The residency will include colloquia and working sessions where participants
will have the chance to develop project foundations and collectively engage
relevant issues in scholarly multimedia. Applicants need not be proficient with
new media authoring, but must demonstrate familiarity with the potentials of
digital media forms. Evidence of the capacity for successful collaboration and
for scholarly innovation is required. Fellowship awards will include an
honorarium of $1500 for each participant or team of collaborators, in addition
to travel and accommodation expenses.
About the Proposals
We are seeking project proposals that creatively address issues related to the
themes of Difference and Memory. While the format of the journal is meant to
explore innovative modes of multimedia scholarship, we are not necessarily
looking for projects that are about new media. Rather, we are interested in the
various ways that 'old' and 'new' technologies suggest a transformation of
scholarship, art and communication practices and their relevance to everyday
life in an unevenly mediated world.
Applicants are encouraged to think beyond the computer screen to consider
possibilities created by the proliferation of wireless technology, handheld
devices, alternative exhibition venues, etc. Projects may translate existing
scholarly work or be entirely conceived for new media. We are particularly
interested in projects that re-imagine the role of the user and seek to reach
broader publics. Work that creatively explores innovations in interactivity,
cross-disciplinary collaboration, or scholarly applications for newly
developing scientific or engineering technologies are also encouraged.

-------

▸ Tasks to carry out
**a)** Decide whether each of these statements agrees with the residency announcement: (i) applicants must be proficient with new media authoring; (ii) each participant or team of collaborators receives a $1500 honorarium plus travel and accommodation expenses; (iii) the organizers want only projects that are about new media. For each, answer yes or no and quote the words of the text that settle it.
**b)** Resume the residency announcement after its final sentence and continue it in the same style.

▸ Dataset section

-------

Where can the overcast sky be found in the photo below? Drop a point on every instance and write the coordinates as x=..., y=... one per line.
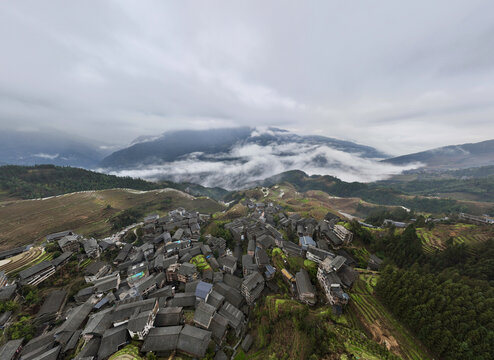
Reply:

-------

▸ Written answers
**a)**
(i) No: "Applicants need not be proficient with new media authoring"
(ii) Yes: "Fellowship awards will include an honorarium of $1500 for each participant or team of collaborators, in addition to travel and accommodation expenses."
(iii) No: "we are not necessarily looking for projects that are about new media."

**b)**
Proposals should include the following
· Title of project and a one-sentence description
· A 3-5 page description of the project concept, goals and outcome. This
description should address questions of audience; innovative uses of
interactivity, address and form. Please also detail the project’s argument
and its contribution to multimedia scholarship and, more generally, to
contemporary scholarship in your field.
· Brief biography of each applicant, including relevant qualifications and
experience for this fellowship
· Full CV for each applicant
· Anticipated required resources (design, technical, hardware, software,
exhibition, etc.)
· Projected timeline for project development
· Sample media if available (CD, DVD, VHS (any standard), or NTSC Mini-DV);
for electronic submissions, URLs are preferred but still images may be sent as
e-mail attachments if necessary)
Projects that articulate a clear understanding of the value of multimedia to
their execution will be the most successful. Take seriously the questions "Why
does this project need to be realized in multimedia? What is to be gained by
the use of a rich media format for the argument or experience I aim to
present?"
Electronic applications are preferred. Please submit to:
vectors at annenberg.edu
Mailing address
Vectors Summer Fellowships
Annenberg Center for Communication
746 W. Adams Blvd.
Los Angeles, CA 90089-7727
Priority will be given to applications received by April 15, 2006. Fellowship
recipients will be notified in May 2006.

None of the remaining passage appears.